Text segment:

start

Mediation in the spotlight

Grosvenor Law commercial litigation partner Richard Coopey considers the impact of the UK Government’s recent decision to proceed to ratify the Singapore Convention on Mediation.

In March 2023, the UK Government set out its response to the United Nations Convention on International Settlement Agreements Resulting from Mediation (New York, 2018) (known as the “Singapore Convention on Mediation” and referred to here as the “Singapore Convention”). In short, the Government has indicated that, in light of mostly positive responses to that consultation, it intends for the UK to become a party to the Singapore Convention and to incorporate it into domestic law.

Put simply, the Singapore Convention facilitates the enforcement of settlement agreements which have been entered into by parties to international disputes following a mediation. Unusually, the Singapore Convention is not reciprocal, meaning that UK settlement agreements are already enforceable in the countries which have ratified the treaty   (subject to the specifics of the legislation incorporating the treaty into domestic law). Ratification of the Singapore Convention and its incorporation into UK law will, however, mean that settlement agreements in international disputes which result from mediation will become enforceable in the UK under the terms of the Singapore Convention, regardless of whether they originate in a country which has ratified the treaty itself.

There are a number of thorny legal issues that need to be addressed in how precisely the terms of the Singapore Convention are incorporated into domestic law, three of which will likely see particular focus from the legal profession as the Government begins the process of integrating the Singapore Convention into UK law:

  1. There is significant ambiguity created by the Singapore Convention depending upon the extent to which an enforcing Court will engage with a dispute over the interpretation of the settlement agreement. The Convention provides for agreements to be enforced without substantive review, but it is easy to see circumstances where a Court is asked to enforce an agreement in a manner which appears, prima facie, inconsistent with its terms. Some critical analysis is, therefore, essential.

  1. Settlement agreements, almost always, contain confidentiality provisions. There may be circumstances where these provisions will need to be side-stepped to allow the Court to consider events during the mediation (for example, when carrying out any exercise to construe the agreement).

  1. Careful consideration will be needed regarding how to determine whether the settlement agreement “resulted” from a mediation. Whilst some mediations conclude with lawyers huddled over draft documents before the parties leave the room, it is just as, if not more, common for the agreement itself to be reduced to writing in the days and weeks following the mediation to allow for careful drafting of any technical legal points, or to allow for certain corporate governance steps to be completed. It may be challenging to draw a clear line in this regard, but any uncertainty is not desirable.

Whilst the nuts and bolts of implementation will occupy parliamentary draftsmen and draftswomen, as well as the legal profession, there is a clear statement made by the decision to ratify the treaty to the wider legal and business community. The key takeaway is that the UK is a “pro-mediation” jurisdiction, with the UK government intending to send “a clear signal to our international partners  that the UK is committed to maintaining and strengthening its position as a centre for dispute resolution and to promote the UK’s flourishing legal and mediation sectors”.

end

A block of data
start

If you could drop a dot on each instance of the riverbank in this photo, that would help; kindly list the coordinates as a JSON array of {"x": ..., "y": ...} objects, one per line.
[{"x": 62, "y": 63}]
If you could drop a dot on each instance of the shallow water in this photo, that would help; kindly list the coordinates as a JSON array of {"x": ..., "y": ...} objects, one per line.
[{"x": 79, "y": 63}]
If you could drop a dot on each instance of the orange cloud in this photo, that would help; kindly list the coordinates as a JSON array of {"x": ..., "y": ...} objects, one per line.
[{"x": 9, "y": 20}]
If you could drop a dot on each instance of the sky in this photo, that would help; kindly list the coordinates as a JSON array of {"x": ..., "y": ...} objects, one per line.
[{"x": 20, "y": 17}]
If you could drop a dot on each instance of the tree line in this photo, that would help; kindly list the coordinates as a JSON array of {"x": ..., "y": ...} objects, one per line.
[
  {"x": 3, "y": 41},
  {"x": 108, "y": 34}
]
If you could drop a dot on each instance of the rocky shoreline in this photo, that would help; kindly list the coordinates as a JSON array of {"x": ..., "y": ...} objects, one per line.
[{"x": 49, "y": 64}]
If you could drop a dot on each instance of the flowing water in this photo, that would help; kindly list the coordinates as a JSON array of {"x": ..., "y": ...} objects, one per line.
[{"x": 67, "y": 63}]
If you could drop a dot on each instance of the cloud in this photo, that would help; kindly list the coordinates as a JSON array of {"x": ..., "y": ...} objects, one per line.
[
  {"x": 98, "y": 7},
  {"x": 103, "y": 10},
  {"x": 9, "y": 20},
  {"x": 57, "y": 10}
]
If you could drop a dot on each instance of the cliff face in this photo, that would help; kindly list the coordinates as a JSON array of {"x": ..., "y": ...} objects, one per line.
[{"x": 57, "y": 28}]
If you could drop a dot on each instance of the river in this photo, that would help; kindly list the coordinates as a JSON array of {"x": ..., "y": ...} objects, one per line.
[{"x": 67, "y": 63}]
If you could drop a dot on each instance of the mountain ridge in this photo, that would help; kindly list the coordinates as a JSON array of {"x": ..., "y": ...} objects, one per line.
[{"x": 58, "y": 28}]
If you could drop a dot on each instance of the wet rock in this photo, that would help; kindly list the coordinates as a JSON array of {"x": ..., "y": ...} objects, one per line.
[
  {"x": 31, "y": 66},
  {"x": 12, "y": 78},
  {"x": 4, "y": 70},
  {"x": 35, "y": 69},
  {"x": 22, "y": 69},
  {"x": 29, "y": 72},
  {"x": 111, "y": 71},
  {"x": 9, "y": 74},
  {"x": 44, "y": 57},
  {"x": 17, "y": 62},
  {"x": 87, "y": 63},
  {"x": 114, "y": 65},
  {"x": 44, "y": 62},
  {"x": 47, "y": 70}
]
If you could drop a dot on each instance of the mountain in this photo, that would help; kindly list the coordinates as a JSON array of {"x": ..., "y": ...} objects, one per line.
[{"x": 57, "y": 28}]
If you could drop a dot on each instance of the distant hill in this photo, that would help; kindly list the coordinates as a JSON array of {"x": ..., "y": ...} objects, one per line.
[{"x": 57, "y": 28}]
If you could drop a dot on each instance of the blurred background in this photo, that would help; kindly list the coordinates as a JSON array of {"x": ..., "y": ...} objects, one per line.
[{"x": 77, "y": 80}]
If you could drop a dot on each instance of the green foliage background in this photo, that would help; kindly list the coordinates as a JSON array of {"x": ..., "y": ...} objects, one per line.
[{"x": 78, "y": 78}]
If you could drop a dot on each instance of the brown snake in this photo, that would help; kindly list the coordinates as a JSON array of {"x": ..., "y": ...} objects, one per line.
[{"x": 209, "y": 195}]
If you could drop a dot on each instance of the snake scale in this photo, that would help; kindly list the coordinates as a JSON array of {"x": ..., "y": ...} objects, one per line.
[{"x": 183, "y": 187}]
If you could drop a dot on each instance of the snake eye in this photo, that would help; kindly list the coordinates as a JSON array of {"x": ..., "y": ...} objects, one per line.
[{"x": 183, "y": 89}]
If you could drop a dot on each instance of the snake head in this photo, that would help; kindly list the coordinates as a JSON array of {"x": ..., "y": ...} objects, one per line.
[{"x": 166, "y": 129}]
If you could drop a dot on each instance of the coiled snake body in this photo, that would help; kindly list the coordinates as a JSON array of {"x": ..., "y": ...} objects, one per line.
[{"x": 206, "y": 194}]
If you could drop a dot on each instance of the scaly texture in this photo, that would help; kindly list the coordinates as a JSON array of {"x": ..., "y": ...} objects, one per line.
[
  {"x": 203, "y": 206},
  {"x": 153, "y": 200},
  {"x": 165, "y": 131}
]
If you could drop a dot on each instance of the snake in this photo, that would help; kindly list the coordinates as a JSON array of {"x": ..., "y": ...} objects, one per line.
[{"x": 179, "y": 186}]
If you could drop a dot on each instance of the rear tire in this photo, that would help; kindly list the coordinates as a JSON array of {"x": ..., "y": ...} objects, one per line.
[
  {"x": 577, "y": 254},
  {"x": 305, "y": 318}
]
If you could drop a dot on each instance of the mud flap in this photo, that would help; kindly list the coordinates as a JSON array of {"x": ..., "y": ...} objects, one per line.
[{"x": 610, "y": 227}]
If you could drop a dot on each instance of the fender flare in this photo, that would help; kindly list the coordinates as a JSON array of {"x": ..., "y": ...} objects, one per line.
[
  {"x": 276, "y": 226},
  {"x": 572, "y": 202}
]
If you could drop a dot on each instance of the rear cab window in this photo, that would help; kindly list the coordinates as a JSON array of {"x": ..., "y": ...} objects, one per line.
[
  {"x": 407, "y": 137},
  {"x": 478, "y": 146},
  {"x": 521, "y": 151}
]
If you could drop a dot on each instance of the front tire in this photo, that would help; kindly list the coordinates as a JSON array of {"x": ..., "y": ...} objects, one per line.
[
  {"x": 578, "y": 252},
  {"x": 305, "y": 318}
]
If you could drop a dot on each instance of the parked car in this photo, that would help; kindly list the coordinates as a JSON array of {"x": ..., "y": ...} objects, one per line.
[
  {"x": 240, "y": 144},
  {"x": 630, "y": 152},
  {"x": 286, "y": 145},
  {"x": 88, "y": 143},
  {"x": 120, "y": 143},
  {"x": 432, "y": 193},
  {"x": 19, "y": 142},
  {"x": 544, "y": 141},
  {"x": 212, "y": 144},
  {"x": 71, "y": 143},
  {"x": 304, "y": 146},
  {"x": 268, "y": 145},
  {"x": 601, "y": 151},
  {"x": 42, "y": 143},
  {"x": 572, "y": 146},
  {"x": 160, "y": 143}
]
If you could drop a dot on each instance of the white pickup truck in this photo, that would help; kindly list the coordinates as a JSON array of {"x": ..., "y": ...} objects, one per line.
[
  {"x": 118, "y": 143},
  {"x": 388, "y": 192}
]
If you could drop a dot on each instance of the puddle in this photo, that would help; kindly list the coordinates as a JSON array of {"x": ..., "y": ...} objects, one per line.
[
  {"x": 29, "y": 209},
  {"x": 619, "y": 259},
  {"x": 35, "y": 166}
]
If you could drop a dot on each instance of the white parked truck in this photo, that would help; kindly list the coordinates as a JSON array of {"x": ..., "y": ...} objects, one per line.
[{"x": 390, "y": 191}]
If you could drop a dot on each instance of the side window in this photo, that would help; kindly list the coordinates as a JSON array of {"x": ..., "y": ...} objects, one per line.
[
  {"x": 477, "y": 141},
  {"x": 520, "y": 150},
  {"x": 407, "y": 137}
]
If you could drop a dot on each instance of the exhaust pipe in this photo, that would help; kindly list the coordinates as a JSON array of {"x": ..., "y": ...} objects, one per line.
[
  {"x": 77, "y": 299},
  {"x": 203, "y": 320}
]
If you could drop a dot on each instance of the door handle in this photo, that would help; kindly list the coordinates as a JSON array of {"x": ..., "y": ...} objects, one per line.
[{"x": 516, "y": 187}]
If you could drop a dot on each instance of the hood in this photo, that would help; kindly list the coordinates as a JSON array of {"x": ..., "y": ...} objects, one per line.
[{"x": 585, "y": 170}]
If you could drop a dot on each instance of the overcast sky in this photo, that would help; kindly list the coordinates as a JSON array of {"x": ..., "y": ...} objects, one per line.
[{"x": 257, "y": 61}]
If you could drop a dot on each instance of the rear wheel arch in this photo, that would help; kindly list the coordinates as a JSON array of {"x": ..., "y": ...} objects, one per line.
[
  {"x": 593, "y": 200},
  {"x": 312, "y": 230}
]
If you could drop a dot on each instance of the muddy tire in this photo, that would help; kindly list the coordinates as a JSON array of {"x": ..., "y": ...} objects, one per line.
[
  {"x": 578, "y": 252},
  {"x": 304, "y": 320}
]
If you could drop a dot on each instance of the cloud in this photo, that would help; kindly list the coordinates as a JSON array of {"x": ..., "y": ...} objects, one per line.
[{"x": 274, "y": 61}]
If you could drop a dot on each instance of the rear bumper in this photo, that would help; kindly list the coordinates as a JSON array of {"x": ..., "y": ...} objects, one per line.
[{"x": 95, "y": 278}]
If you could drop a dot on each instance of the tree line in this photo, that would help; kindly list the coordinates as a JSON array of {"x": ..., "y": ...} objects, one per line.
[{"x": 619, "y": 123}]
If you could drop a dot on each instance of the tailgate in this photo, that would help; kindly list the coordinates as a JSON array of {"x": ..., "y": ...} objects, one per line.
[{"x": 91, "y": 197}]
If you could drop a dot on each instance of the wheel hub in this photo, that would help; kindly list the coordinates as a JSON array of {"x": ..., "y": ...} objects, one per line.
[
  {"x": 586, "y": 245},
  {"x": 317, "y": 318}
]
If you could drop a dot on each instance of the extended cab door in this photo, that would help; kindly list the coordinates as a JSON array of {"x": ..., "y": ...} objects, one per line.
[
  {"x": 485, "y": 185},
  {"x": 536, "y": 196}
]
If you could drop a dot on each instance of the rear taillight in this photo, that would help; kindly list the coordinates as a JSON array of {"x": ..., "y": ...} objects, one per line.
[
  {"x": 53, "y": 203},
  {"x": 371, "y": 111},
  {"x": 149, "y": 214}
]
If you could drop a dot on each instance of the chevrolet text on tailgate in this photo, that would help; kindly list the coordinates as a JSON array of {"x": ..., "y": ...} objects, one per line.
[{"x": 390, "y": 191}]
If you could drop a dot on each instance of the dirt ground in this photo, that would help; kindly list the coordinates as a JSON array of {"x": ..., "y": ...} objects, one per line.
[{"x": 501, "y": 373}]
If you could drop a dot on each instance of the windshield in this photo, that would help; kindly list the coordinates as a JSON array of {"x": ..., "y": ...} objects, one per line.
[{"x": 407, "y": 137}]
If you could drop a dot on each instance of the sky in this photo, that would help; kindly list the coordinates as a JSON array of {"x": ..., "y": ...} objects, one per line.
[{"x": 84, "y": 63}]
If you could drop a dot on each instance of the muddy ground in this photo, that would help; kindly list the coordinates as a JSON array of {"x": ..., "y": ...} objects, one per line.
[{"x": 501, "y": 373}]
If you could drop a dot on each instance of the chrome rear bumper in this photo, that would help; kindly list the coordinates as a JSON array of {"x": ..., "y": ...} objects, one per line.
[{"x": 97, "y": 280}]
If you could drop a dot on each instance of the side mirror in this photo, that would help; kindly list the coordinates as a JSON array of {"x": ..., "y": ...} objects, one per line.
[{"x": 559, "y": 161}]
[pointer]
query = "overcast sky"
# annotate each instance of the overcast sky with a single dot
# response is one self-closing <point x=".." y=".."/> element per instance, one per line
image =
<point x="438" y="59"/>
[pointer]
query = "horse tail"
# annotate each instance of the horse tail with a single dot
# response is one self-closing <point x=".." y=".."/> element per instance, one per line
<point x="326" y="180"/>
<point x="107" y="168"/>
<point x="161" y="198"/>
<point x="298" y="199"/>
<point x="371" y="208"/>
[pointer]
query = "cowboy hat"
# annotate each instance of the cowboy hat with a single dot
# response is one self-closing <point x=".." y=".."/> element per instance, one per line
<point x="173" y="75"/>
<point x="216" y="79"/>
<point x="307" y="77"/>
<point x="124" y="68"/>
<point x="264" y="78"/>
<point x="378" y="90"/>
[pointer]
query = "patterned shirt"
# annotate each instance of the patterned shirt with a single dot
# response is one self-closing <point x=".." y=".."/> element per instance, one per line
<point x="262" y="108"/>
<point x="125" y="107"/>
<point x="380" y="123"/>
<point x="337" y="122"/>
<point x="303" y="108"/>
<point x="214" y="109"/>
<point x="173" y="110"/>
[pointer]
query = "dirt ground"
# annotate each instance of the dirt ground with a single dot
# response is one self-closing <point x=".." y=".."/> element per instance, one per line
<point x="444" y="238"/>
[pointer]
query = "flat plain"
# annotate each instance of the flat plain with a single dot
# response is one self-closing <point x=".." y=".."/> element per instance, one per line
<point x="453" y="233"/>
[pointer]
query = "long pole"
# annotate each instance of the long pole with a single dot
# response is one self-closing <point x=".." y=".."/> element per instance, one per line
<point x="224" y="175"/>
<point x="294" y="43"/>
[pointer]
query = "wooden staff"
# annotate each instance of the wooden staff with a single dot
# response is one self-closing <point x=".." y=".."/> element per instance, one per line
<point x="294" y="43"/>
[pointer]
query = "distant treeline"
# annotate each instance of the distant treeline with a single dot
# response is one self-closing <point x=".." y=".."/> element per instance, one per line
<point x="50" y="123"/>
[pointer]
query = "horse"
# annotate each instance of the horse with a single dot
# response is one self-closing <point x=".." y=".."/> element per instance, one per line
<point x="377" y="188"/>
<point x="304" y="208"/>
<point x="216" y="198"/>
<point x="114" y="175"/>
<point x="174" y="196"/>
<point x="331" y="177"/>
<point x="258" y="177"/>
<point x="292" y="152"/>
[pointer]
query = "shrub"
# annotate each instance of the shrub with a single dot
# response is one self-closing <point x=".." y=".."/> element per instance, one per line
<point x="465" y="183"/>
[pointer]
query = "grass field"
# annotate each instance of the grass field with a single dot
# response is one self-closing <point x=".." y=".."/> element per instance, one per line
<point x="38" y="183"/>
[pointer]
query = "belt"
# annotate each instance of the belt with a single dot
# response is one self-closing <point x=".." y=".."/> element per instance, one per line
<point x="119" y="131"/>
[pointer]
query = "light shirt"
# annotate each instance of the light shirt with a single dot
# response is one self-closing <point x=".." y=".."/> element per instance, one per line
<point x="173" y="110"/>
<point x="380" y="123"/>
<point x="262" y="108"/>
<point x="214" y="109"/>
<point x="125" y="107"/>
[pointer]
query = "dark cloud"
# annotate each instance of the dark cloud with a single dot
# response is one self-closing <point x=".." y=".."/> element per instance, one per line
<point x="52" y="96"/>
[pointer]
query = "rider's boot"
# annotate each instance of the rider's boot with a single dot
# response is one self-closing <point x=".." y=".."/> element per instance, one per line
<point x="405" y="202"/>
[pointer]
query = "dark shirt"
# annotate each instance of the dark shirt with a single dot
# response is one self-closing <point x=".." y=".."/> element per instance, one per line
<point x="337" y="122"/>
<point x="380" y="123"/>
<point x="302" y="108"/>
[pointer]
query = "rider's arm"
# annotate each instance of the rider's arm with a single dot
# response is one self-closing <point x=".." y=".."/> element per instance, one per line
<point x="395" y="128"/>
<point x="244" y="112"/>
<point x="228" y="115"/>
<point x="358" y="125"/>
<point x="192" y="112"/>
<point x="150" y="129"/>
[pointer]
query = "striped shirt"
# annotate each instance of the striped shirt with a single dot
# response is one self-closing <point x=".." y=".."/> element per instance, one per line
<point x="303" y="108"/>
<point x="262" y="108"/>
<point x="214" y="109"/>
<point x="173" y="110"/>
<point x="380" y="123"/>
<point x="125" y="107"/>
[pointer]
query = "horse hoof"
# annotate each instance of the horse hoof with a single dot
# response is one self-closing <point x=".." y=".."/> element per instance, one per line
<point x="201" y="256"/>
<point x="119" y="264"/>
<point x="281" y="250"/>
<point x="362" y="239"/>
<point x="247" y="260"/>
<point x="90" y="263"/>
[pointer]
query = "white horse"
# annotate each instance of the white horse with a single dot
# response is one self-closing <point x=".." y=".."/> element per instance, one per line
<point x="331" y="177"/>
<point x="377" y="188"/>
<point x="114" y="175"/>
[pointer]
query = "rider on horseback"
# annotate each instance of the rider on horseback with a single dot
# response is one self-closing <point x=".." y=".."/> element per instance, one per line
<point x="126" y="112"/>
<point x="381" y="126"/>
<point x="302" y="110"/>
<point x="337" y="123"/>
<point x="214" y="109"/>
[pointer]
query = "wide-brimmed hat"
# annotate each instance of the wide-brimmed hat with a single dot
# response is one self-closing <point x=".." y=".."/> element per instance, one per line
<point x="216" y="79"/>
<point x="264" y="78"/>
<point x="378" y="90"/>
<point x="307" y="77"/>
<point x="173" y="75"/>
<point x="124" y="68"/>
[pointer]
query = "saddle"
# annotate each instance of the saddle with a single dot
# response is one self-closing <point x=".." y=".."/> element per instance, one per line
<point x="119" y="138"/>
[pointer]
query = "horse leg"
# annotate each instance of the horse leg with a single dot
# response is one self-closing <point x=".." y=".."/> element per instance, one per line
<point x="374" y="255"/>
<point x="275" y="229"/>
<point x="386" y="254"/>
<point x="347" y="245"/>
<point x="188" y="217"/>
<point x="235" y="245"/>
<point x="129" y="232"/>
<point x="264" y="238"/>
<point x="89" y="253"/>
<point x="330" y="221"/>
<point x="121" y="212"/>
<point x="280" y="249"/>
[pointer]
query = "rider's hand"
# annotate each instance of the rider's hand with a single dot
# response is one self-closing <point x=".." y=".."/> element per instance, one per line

end

Exercise prompt:
Rewrite the stretch of the Singapore Convention article from "1. There is" through "construe the agreement).", putting "non-disclosure terms" in place of "confidentiality provisions".

Complete output:
1. There is significant ambiguity created by the Singapore Convention depending upon the extent to which an enforcing Court will engage with a dispute over the interpretation of the settlement agreement. The Convention provides for agreements to be enforced without substantive review, but it is easy to see circumstances where a Court is asked to enforce an agreement in a manner which appears, prima facie, inconsistent with its terms. Some critical analysis is, therefore, essential.

  1. Settlement agreements, almost always, contain non-disclosure terms. There may be circumstances where these provisions will need to be side-stepped to allow the Court to consider events during the mediation (for example, when carrying out any exercise to construe the agreement).